### INPUT DATA
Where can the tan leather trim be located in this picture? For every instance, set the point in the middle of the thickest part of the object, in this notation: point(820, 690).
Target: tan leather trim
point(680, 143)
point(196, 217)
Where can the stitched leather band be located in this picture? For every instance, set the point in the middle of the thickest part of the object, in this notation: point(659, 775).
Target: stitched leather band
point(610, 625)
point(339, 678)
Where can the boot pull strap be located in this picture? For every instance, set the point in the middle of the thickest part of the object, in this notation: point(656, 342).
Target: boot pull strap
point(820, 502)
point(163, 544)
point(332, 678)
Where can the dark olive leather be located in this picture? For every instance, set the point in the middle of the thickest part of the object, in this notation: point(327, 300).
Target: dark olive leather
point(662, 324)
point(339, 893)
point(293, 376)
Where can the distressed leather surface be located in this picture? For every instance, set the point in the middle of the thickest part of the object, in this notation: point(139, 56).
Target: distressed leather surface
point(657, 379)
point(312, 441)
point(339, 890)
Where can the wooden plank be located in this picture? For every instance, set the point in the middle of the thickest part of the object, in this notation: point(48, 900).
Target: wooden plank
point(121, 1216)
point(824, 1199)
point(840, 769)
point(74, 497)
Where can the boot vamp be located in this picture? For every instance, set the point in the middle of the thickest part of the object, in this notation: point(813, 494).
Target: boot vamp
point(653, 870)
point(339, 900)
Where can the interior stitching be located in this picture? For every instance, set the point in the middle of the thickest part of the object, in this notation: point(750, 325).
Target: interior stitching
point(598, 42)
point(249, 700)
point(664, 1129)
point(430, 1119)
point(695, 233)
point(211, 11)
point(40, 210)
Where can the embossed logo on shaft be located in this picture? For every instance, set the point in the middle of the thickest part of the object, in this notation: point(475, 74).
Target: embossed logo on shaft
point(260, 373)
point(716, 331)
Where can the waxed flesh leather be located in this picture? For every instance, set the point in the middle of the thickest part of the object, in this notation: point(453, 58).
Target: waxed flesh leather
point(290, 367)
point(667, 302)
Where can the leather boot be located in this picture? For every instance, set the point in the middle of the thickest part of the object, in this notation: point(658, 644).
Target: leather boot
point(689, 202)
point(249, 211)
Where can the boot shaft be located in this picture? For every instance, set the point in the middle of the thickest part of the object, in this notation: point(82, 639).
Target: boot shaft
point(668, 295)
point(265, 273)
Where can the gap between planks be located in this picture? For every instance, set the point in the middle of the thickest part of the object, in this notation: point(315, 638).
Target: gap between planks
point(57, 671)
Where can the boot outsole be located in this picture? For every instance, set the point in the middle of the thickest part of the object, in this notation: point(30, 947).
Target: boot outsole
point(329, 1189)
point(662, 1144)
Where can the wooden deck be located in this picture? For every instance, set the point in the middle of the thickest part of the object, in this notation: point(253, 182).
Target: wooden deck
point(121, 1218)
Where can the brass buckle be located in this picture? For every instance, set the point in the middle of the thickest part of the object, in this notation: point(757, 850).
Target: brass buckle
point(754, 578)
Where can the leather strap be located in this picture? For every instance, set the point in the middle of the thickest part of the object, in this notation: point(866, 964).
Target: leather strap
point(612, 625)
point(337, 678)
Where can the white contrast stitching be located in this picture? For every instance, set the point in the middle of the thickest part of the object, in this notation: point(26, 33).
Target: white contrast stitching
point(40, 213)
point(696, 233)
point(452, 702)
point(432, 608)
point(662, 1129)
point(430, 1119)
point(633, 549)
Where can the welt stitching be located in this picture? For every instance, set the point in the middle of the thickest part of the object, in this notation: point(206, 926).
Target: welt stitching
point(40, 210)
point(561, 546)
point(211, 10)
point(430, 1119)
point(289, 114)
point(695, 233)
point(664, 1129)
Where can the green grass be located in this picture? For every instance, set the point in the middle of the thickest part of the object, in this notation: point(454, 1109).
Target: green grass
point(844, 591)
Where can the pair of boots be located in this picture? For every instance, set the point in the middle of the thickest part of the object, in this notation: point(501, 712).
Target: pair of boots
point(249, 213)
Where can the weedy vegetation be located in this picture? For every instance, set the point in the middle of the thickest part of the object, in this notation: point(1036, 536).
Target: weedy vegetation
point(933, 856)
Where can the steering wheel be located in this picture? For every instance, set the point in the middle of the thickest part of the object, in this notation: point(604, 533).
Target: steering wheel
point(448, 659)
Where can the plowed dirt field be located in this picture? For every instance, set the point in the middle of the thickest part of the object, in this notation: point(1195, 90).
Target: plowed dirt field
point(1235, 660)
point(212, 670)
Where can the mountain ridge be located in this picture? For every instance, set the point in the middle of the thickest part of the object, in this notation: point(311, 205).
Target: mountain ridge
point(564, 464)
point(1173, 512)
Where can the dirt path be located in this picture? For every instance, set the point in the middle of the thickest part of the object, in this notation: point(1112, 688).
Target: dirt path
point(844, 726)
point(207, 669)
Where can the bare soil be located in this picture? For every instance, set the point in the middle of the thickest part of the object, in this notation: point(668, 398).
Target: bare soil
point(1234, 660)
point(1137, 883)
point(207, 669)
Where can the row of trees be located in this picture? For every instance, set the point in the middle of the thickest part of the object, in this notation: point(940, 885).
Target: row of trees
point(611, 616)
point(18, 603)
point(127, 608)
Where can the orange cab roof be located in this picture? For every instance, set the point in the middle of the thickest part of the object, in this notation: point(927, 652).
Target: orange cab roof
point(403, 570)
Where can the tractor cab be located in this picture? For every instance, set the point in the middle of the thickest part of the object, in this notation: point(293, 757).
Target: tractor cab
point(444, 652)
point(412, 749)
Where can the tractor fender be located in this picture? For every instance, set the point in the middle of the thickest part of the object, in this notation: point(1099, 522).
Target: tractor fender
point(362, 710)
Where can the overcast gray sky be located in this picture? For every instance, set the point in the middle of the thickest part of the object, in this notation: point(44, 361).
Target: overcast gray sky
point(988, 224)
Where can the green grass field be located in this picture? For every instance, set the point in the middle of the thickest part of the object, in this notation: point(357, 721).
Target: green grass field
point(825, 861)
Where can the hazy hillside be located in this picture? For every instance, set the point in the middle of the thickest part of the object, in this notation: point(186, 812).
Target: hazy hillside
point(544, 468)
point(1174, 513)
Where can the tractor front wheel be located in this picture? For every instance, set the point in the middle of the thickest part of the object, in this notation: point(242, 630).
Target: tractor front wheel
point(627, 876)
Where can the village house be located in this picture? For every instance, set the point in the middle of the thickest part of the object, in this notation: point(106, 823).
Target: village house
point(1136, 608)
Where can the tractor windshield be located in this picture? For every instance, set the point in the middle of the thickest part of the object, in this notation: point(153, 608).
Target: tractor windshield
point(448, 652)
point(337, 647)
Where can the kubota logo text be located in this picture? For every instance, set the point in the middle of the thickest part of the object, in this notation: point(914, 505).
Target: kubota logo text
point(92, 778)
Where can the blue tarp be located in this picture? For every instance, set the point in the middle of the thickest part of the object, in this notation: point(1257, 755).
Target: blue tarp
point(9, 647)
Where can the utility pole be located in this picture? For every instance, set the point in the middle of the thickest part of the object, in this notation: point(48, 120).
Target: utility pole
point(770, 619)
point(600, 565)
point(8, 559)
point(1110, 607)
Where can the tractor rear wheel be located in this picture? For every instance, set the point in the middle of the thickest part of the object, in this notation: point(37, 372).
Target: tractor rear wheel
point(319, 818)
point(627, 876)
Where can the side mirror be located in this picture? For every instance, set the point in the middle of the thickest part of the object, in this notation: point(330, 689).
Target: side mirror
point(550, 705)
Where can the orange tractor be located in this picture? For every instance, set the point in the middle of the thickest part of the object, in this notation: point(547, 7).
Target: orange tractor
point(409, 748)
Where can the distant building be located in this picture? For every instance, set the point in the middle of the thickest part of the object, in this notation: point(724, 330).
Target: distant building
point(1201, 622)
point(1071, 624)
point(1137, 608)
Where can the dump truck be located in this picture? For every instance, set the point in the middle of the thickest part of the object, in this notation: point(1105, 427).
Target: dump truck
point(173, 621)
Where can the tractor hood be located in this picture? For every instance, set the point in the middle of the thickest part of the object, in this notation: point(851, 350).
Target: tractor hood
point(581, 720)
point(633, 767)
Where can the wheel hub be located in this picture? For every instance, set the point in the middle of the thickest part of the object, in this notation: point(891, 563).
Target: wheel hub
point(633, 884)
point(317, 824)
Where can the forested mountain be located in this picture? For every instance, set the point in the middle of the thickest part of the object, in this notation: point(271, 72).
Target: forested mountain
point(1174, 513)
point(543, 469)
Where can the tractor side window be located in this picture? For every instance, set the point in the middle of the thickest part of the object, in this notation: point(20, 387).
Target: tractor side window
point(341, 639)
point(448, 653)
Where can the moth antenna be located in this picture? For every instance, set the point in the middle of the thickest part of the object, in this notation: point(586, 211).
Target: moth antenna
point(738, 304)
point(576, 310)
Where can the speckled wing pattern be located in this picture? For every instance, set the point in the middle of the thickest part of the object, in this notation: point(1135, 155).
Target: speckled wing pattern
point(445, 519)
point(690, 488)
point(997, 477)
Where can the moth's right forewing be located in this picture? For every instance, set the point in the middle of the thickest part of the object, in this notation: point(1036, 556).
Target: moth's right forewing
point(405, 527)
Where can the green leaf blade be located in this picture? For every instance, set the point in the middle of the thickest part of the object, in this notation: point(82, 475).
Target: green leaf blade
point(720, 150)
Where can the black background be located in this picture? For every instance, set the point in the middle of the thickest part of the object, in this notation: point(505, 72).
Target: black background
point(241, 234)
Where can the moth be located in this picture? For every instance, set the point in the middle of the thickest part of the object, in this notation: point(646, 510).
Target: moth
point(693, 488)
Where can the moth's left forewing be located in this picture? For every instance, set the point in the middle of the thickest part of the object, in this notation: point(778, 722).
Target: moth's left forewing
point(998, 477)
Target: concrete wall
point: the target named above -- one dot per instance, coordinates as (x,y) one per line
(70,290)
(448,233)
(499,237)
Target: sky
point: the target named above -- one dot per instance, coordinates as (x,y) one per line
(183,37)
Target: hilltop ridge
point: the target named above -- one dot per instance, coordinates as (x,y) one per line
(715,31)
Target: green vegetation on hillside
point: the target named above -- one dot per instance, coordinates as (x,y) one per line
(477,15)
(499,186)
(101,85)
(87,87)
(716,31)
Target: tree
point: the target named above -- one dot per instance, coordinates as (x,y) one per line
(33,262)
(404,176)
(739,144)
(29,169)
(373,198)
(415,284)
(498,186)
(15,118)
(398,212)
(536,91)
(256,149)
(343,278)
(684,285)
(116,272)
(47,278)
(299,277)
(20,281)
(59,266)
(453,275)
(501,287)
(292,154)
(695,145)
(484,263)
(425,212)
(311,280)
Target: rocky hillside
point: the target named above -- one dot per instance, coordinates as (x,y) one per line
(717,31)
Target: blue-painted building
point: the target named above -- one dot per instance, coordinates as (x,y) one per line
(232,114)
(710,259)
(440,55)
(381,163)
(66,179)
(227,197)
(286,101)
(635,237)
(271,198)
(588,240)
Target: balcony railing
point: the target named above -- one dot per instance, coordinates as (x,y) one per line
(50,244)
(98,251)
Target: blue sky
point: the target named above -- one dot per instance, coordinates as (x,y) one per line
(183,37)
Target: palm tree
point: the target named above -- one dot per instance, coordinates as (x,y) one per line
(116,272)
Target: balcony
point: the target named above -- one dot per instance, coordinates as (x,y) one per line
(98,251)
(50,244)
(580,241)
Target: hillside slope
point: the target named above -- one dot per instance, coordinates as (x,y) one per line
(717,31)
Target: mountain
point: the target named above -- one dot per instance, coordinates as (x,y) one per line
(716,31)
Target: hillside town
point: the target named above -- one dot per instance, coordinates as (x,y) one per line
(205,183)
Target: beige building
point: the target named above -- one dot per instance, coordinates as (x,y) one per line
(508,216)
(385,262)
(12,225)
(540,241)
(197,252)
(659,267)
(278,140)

### PROBLEM
Return each line of the preceding material in which "balcony" can be found.

### OUTPUT
Target: balcony railing
Target: balcony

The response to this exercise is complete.